## PROVIDED RECORDS
::::::::::

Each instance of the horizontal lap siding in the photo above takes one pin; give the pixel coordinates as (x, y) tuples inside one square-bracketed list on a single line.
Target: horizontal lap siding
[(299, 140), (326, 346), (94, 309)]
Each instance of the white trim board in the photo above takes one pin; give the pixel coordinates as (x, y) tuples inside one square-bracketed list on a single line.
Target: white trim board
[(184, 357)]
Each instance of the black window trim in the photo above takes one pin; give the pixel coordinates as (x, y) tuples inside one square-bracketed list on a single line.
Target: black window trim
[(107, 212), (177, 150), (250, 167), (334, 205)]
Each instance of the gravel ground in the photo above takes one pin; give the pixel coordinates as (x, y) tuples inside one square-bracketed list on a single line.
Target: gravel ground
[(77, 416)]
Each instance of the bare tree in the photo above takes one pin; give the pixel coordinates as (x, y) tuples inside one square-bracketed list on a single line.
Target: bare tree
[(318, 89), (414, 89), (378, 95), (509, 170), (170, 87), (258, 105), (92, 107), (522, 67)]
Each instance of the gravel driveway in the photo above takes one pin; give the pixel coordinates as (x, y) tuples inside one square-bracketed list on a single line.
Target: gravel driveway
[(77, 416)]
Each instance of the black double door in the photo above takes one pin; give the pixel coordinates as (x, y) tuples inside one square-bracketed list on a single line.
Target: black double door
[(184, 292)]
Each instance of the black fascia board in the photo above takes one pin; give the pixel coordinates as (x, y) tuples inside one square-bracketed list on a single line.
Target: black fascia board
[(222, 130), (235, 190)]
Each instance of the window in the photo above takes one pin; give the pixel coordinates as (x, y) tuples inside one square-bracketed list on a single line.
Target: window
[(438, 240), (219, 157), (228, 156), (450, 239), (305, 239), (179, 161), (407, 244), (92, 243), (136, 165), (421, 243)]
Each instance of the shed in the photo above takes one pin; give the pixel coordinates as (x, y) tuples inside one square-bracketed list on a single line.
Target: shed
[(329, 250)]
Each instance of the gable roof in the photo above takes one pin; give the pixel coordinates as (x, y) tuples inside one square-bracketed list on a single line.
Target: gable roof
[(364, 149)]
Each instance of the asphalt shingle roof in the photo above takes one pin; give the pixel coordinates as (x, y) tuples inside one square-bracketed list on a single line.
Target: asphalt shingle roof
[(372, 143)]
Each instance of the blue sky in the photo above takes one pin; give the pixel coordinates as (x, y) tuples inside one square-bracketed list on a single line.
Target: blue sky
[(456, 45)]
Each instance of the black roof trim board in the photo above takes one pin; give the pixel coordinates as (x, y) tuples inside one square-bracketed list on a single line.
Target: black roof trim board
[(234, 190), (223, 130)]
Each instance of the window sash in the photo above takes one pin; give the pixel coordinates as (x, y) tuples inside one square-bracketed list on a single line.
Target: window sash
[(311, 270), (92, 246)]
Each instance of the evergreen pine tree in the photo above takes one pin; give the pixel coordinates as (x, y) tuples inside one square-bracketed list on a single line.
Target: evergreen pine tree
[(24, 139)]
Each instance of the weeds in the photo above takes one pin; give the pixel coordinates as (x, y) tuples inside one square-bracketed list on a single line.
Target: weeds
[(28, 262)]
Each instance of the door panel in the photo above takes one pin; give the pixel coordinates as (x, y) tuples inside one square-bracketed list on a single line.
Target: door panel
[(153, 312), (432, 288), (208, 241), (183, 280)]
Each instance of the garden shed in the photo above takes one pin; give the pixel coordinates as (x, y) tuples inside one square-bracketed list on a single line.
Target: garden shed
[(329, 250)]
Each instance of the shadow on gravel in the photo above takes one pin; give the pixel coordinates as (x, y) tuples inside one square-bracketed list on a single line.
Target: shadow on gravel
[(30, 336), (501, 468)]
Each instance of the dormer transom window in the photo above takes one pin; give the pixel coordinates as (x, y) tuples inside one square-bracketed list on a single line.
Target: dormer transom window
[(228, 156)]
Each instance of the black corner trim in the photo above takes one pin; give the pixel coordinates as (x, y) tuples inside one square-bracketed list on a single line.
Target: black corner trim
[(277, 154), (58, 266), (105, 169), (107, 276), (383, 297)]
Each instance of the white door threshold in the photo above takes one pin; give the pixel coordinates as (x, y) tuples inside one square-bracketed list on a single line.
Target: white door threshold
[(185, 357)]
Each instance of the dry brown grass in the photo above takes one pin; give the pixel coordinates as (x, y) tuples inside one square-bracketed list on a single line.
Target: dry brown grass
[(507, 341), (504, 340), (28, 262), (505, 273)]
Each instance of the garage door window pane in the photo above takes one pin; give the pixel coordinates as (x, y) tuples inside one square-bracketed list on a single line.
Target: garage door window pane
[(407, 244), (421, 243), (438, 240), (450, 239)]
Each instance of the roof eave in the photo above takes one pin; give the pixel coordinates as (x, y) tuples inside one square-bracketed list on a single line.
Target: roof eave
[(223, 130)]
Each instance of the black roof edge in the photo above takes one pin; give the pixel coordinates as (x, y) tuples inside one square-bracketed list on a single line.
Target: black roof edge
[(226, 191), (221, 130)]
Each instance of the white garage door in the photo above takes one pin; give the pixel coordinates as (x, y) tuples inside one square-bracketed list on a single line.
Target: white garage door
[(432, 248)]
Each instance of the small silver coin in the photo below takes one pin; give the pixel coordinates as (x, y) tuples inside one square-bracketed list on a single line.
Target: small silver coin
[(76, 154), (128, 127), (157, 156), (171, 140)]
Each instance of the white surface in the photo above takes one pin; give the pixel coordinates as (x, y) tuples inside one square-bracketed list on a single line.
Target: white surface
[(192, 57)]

::::::::::

## WHAT TO PRODUCE
Convert every item above into a two-column CSV with the header columns "item" and "answer", one row per item, placing each item's text and its answer in separate double-quoted fields with any line breaks replaced by spaces.

## TASK OUTPUT
item,answer
"Each instance of the horizontal lap siding in the photo above takes one pin; give the pixel coordinates as (x, y) tuples inside one square-bracketed list on a single line. Target: horizontal lap siding","[(299, 140), (326, 346), (94, 309)]"
"Each instance of the white trim board in the photo above takes one pin; give the pixel coordinates as (x, y) tuples inside one square-bracketed list on a single line. Target: white trim board","[(184, 357)]"
"Each instance of the black window trim in the photo above takes one pin; give the pixel coordinates as (x, y) tuples inside one square-bracketed list on a single line. Target: black window trim","[(107, 212), (177, 150), (250, 167), (334, 205)]"
"Each instance of the gravel ground in the photo above takes one pin; give the pixel coordinates as (x, y) tuples inside one square-bracketed list on a single line. Target: gravel ground","[(77, 416)]"
"Each instance of the bare tree in the photo above takes one pin; give the pixel coordinates as (x, y) tuples inside one square-bracketed list on a single line. Target: bare tree","[(318, 89), (414, 89), (378, 95), (509, 170), (170, 87), (258, 105), (92, 107), (522, 67)]"
"Each instance of the gravel driveway in the photo above takes one pin; give the pixel coordinates as (x, y) tuples inside one square-bracketed list on a single line. Target: gravel driveway","[(77, 416)]"
"Each instance of the black double door in the photo above takes one pin; give the pixel coordinates as (x, y) tuples inside one square-bracketed list on a single line. Target: black double door","[(184, 292)]"
"Each instance of the black fascia board in the photo above takes one pin; give the pixel coordinates as (x, y) tuples inside one square-bracketed list on a single line. Target: black fascia board","[(222, 130), (235, 190)]"
"Each instance of the window in the photo above takes one pin; give the pixel coordinates as (x, y) tuples inside one square-bracketed list on a single line. Target: window","[(438, 240), (219, 157), (228, 156), (450, 239), (305, 239), (179, 161), (407, 244), (92, 243), (136, 165), (421, 243)]"
"Each instance of the shed in the photo above takes one pin; give the pixel coordinates as (x, y) tuples inside one square-bracketed list on a single line. Target: shed","[(329, 250)]"
"Each instance of the gable roof in the photo above takes one pin; give the pixel coordinates as (x, y) tuples inside one square-bracketed list on a single line. Target: gable roof","[(364, 149)]"
"Each instance of the asphalt shingle roof in the photo above takes one pin; give the pixel coordinates as (x, y) tuples inside one square-bracketed list on a single line. Target: asphalt shingle roof","[(372, 143)]"
"Each instance of the blue sky in the photo above takes one pin; give the pixel coordinates as (x, y) tuples inside one square-bracketed list on a single line. Target: blue sky","[(456, 45)]"
"Each instance of the black roof trim board in the photo above takes one pin; give the pixel coordinates as (x, y) tuples inside one square-bracketed list on a single line. Target: black roof trim board","[(234, 190), (223, 130)]"
"Each instance of the window sash in the photo above takes one pin; give the pixel coordinates as (x, y) tuples inside one square-bracketed list on a single line. Target: window sash","[(311, 270), (92, 246)]"
"Each instance of the evergreen pine tree in the photo above takes one pin; give the pixel coordinates as (x, y) tuples inside one square-bracketed list on a single line. Target: evergreen pine tree","[(24, 139)]"
"Each instance of the weeds in the photo above takes one pin; give the pixel coordinates as (x, y) tuples inside one square-bracketed list on a single line. Target: weeds","[(28, 262)]"
"Each instance of the door panel in the photo above takes one pin; give the pixel coordinates as (x, y) tuples inside one square-bracketed list on a single line. Target: door panel","[(153, 312), (432, 288), (208, 241), (183, 280)]"
"Each instance of the garden shed in the photo above takes one pin; give the pixel coordinates as (x, y) tuples inside one square-bracketed list on a single line. Target: garden shed","[(329, 250)]"
"Each instance of the shadow on gravel in the photo above takes one pin; give the pixel coordinates as (x, y) tuples inside one square-bracketed list on a single line. Target: shadow on gravel","[(30, 336), (501, 468)]"
"Each instance of the dormer transom window in the photo above takes one pin; give the pixel coordinates as (x, y) tuples inside one square-bracketed list on a single line. Target: dormer transom window","[(228, 156)]"
"Each instance of the black corner trim in the photo above takes one pin; give the pixel coordinates as (x, y) tuples inside one square-bracketed list on a single line. Target: black corner trim","[(277, 154), (58, 266), (105, 169), (107, 276), (383, 297)]"
"Each instance of the white door threshold in the photo above takes one pin; give the pixel coordinates as (x, y) tuples inside one square-bracketed list on a single line. Target: white door threshold","[(185, 357)]"
"Each instance of the dry brown grass in the photo above takes one pin; give the pixel coordinates as (x, y) tuples inside one square-bracketed list on a single line. Target: dry brown grass","[(507, 341), (504, 340), (28, 262), (505, 273)]"
"Each instance of the garage door window pane in the photo above takes one pin; give the pixel coordinates as (x, y) tuples inside one square-bracketed list on a single line. Target: garage door window pane","[(407, 244), (421, 243), (438, 240), (450, 239)]"
"Each instance of the roof eave in the photo above takes one pin; give the pixel coordinates as (x, y) tuples inside one square-bracketed list on a single line. Target: roof eave","[(223, 130)]"
"Each instance of the black roof edge in the photo above takes one pin; give the pixel coordinates as (x, y) tuples inside one square-bracketed list on a single line. Target: black roof edge","[(226, 191), (221, 130)]"
"Each instance of the white garage door in the photo above takes one pin; give the pixel coordinates as (x, y) tuples inside one square-bracketed list on a single line. Target: white garage door","[(432, 248)]"
"Each instance of the small silver coin in the photo below takes one pin; give the pixel coordinates as (x, y) tuples inside one square-bracketed list on a single line. Target: small silver coin","[(76, 154), (128, 127), (157, 156), (171, 140)]"
"Each instance of the white surface in the photo above takes one pin; give the pixel coordinates as (x, y) tuples inside one square-bracketed list on a single line. Target: white surface","[(192, 57)]"